== Dataset extract ==

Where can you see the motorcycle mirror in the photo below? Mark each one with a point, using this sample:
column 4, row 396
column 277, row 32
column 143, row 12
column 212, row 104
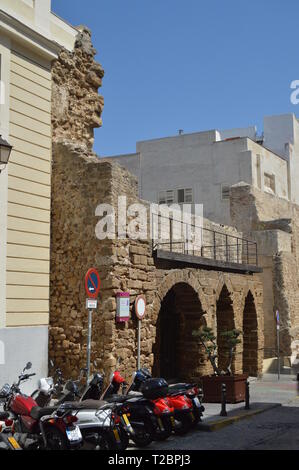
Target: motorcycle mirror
column 119, row 361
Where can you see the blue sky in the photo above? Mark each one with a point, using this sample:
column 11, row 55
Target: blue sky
column 191, row 65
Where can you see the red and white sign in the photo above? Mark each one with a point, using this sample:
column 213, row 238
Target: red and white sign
column 92, row 283
column 122, row 307
column 140, row 307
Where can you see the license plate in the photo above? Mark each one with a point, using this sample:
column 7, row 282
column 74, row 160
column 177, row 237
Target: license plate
column 13, row 443
column 126, row 420
column 74, row 434
column 128, row 424
column 197, row 402
column 116, row 435
column 161, row 424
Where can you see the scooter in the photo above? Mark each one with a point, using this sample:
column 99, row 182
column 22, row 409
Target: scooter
column 7, row 439
column 40, row 428
column 103, row 426
column 153, row 398
column 183, row 398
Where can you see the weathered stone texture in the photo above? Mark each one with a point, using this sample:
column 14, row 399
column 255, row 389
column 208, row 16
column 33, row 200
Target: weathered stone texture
column 79, row 183
column 274, row 223
column 76, row 105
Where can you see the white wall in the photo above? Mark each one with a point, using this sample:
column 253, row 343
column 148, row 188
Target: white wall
column 205, row 162
column 281, row 134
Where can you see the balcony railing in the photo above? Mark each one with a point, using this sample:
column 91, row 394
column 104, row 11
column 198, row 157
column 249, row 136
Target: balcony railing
column 177, row 236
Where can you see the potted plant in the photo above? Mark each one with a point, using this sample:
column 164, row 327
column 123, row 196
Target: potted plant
column 212, row 384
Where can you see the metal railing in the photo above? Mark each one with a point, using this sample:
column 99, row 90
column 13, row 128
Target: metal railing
column 177, row 236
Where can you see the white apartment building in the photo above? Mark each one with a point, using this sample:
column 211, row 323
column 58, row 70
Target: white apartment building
column 201, row 167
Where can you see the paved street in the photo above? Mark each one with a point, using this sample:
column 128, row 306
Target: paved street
column 277, row 428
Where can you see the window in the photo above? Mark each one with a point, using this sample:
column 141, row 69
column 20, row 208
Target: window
column 225, row 192
column 180, row 196
column 269, row 182
column 185, row 195
column 166, row 197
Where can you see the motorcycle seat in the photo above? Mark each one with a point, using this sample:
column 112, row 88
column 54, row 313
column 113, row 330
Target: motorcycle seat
column 180, row 386
column 117, row 399
column 4, row 415
column 85, row 405
column 37, row 412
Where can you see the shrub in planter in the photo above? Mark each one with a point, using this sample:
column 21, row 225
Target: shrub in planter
column 235, row 383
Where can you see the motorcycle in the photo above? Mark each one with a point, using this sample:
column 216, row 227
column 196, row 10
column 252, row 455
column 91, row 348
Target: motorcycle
column 40, row 428
column 103, row 426
column 7, row 439
column 150, row 412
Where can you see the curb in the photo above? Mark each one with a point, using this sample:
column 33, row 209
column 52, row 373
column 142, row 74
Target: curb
column 221, row 423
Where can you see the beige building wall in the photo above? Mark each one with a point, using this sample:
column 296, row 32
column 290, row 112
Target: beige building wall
column 29, row 191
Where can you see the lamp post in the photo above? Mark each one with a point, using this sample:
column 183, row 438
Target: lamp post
column 5, row 150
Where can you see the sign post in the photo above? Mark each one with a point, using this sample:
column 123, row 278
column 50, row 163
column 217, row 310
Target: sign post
column 278, row 343
column 140, row 304
column 92, row 288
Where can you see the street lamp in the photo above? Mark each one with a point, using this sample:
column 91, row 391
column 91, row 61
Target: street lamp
column 5, row 150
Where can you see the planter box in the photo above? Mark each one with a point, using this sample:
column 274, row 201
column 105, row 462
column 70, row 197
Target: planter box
column 235, row 388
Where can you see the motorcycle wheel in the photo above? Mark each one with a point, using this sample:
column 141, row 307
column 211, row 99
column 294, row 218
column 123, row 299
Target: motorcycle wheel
column 56, row 440
column 197, row 419
column 185, row 424
column 163, row 435
column 107, row 441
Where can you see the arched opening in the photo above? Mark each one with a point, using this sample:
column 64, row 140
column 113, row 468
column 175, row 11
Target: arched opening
column 225, row 322
column 250, row 337
column 177, row 354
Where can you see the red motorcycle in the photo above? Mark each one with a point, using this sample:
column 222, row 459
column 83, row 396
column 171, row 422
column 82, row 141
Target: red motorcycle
column 154, row 393
column 182, row 398
column 51, row 428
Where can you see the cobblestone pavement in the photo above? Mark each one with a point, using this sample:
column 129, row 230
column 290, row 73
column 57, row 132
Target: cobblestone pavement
column 274, row 429
column 277, row 428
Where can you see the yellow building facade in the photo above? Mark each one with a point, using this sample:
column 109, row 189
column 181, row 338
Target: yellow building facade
column 31, row 37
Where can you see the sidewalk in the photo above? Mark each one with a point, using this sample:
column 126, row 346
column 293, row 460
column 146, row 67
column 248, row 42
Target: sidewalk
column 265, row 394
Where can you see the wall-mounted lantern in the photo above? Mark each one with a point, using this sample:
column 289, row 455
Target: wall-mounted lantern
column 5, row 150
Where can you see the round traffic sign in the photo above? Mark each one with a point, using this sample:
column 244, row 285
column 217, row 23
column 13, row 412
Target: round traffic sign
column 92, row 283
column 140, row 305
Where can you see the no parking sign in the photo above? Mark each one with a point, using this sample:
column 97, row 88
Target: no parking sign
column 92, row 283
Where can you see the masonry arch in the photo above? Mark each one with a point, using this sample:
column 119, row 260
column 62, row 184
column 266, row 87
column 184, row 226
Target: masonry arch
column 225, row 319
column 177, row 354
column 250, row 337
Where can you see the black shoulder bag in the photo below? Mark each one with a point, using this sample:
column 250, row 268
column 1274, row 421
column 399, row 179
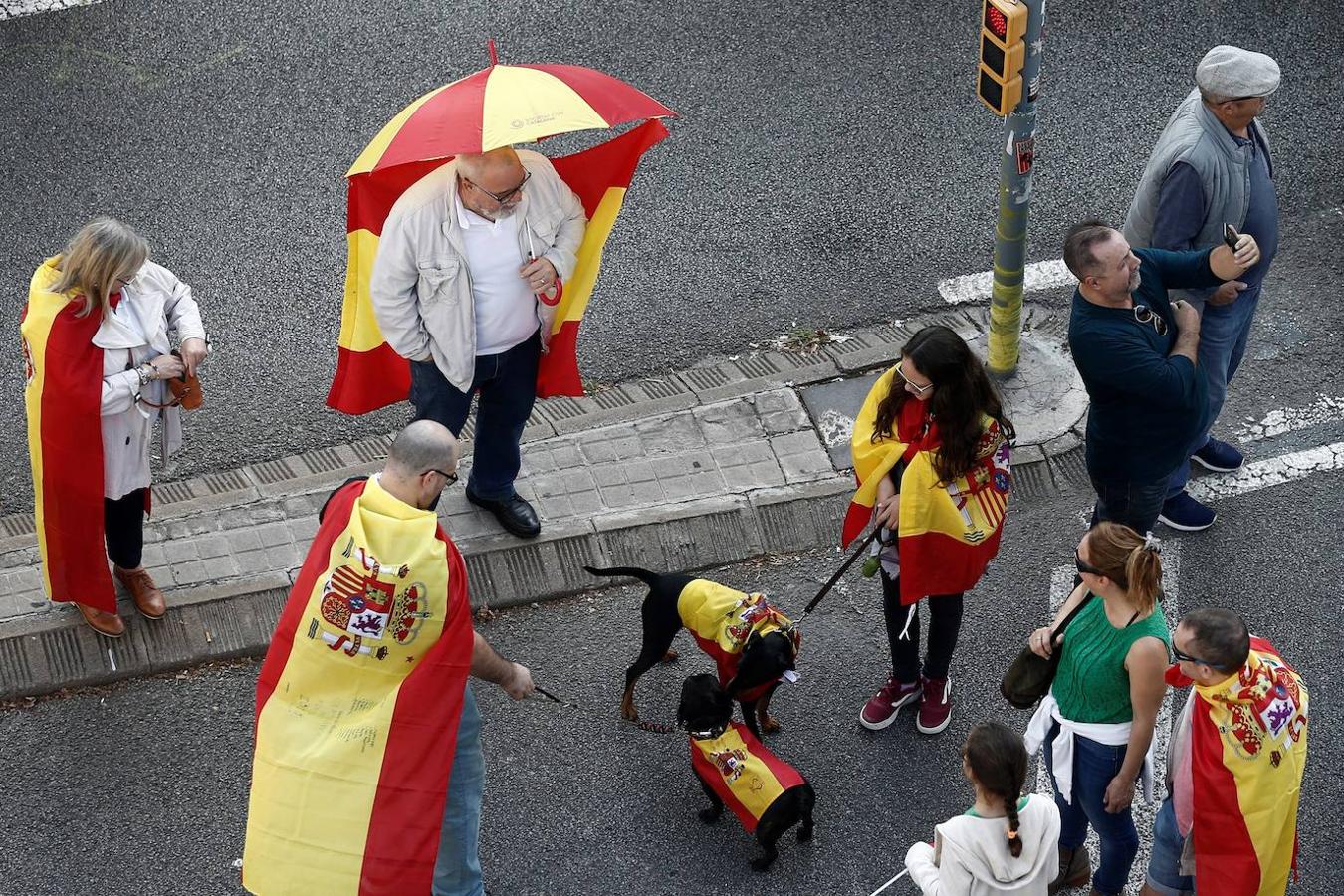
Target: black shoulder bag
column 1029, row 676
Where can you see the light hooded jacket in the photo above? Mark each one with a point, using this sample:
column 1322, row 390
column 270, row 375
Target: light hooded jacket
column 421, row 287
column 971, row 857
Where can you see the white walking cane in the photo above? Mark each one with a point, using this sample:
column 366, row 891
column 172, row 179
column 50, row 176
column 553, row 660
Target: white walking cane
column 890, row 883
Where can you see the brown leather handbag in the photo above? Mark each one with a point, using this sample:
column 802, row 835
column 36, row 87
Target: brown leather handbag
column 185, row 392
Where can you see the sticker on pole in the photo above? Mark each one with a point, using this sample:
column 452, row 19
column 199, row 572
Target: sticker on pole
column 1025, row 152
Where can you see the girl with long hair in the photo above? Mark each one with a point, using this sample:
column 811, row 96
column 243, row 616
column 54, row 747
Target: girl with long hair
column 930, row 450
column 1006, row 842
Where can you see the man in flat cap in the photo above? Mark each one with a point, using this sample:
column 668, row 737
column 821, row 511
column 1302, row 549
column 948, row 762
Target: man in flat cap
column 1212, row 166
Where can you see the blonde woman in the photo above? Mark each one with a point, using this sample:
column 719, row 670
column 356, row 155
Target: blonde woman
column 96, row 338
column 1097, row 722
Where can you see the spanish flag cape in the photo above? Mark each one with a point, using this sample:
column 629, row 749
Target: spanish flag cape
column 1247, row 754
column 357, row 706
column 742, row 772
column 64, row 400
column 369, row 375
column 948, row 534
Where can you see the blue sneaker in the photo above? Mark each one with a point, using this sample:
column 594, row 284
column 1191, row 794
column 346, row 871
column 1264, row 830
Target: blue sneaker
column 1186, row 514
column 1218, row 457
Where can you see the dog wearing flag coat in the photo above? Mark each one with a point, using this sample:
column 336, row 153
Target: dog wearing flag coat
column 752, row 642
column 734, row 768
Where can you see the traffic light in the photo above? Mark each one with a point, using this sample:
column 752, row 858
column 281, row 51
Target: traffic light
column 1002, row 54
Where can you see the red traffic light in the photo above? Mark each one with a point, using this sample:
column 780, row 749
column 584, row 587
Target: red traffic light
column 997, row 22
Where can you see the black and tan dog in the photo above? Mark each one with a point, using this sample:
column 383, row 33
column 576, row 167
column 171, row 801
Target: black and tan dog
column 734, row 768
column 752, row 644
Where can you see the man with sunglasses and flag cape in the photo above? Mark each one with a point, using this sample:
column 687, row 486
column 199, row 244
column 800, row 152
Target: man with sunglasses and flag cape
column 367, row 773
column 1233, row 765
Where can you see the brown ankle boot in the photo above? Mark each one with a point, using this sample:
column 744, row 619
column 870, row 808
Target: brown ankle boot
column 110, row 625
column 1074, row 869
column 148, row 598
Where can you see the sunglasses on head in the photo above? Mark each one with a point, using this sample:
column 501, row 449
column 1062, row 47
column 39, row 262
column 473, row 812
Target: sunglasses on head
column 1083, row 565
column 1185, row 657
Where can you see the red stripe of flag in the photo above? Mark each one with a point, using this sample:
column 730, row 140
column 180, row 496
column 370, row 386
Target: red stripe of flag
column 407, row 814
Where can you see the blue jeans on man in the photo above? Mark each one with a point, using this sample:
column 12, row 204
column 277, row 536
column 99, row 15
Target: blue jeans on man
column 1135, row 503
column 507, row 387
column 1224, row 331
column 457, row 872
column 1094, row 768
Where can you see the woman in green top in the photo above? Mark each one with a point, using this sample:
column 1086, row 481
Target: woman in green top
column 1097, row 723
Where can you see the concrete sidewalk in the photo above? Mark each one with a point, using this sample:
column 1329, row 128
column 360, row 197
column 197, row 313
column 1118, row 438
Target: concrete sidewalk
column 699, row 468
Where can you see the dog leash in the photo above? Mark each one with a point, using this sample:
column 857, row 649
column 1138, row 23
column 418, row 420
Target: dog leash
column 890, row 883
column 843, row 568
column 656, row 727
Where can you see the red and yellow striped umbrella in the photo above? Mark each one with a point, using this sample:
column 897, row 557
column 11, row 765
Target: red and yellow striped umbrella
column 499, row 107
column 502, row 107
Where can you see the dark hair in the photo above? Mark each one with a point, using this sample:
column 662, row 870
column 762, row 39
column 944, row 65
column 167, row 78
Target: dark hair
column 1221, row 634
column 998, row 760
column 961, row 394
column 1078, row 246
column 1129, row 560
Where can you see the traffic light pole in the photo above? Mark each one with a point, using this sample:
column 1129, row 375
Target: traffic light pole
column 1013, row 203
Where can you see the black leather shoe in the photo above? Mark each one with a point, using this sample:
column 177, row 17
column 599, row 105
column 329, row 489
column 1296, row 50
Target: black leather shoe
column 514, row 514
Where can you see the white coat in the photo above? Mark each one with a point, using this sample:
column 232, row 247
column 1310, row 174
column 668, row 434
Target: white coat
column 133, row 334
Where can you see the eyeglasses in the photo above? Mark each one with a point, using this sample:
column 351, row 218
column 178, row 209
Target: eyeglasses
column 507, row 195
column 1083, row 565
column 1145, row 315
column 920, row 389
column 1182, row 656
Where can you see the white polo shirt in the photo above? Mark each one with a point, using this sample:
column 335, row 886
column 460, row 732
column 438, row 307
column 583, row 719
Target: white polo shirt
column 506, row 308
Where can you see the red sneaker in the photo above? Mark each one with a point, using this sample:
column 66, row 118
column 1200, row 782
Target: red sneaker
column 936, row 706
column 883, row 708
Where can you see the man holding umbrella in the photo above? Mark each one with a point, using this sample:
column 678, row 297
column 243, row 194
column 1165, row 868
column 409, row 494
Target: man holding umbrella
column 464, row 285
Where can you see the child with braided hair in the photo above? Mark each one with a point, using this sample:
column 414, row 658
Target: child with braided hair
column 1006, row 842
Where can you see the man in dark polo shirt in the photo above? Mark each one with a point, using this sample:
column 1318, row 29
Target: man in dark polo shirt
column 1137, row 354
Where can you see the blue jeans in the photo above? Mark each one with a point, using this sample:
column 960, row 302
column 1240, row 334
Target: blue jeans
column 457, row 872
column 1222, row 344
column 507, row 385
column 1164, row 864
column 1135, row 504
column 1094, row 766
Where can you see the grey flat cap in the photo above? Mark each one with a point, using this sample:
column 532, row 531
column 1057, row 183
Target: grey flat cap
column 1233, row 73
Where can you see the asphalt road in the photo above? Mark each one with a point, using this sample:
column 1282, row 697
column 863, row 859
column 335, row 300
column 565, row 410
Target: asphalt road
column 829, row 165
column 141, row 787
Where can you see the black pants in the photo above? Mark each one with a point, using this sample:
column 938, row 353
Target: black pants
column 123, row 524
column 507, row 385
column 944, row 625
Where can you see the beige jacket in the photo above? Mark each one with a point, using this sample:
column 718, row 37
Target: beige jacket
column 421, row 285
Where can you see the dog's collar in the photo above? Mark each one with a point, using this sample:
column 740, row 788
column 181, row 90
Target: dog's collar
column 709, row 734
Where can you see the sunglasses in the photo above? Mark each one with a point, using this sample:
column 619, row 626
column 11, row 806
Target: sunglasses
column 1145, row 315
column 500, row 198
column 920, row 389
column 1182, row 656
column 1083, row 565
column 450, row 477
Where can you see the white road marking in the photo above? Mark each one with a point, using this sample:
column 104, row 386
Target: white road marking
column 1273, row 470
column 15, row 8
column 1060, row 585
column 1037, row 276
column 1325, row 408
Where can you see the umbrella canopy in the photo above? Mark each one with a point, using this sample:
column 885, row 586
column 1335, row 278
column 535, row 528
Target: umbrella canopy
column 504, row 105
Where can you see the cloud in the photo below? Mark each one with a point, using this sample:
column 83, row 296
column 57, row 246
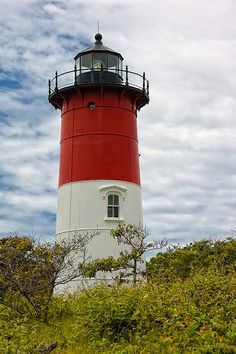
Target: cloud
column 186, row 133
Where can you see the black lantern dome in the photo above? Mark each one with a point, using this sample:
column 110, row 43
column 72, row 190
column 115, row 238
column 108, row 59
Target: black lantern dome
column 99, row 63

===

Between the lines holding "Where can you see the motorcycle in" and "column 150, row 412", inclusive, swap "motorcycle" for "motorbike" and give those lines again with nothing else changed.

Where can you see the motorbike in the photo above? Mark each one with a point, using this sample:
column 216, row 227
column 196, row 10
column 252, row 455
column 91, row 348
Target: motorbike
column 40, row 428
column 103, row 426
column 7, row 439
column 150, row 412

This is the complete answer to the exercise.